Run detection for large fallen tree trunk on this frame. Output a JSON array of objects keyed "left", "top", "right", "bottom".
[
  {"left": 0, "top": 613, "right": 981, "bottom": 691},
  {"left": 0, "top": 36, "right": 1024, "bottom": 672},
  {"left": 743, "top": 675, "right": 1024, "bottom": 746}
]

TASK GOAL → Rescale the rows above by copying out every line, requests included, with each box coordinate in the answers multiplied by 1.25 and rounded to a whole number, halves rounding up.

THE ANSWER →
Run detection for large fallen tree trunk on this frame. Output a JSON array of objects keyed "left", "top", "right", "bottom".
[
  {"left": 0, "top": 766, "right": 1226, "bottom": 864},
  {"left": 0, "top": 45, "right": 1280, "bottom": 840},
  {"left": 929, "top": 844, "right": 1280, "bottom": 933}
]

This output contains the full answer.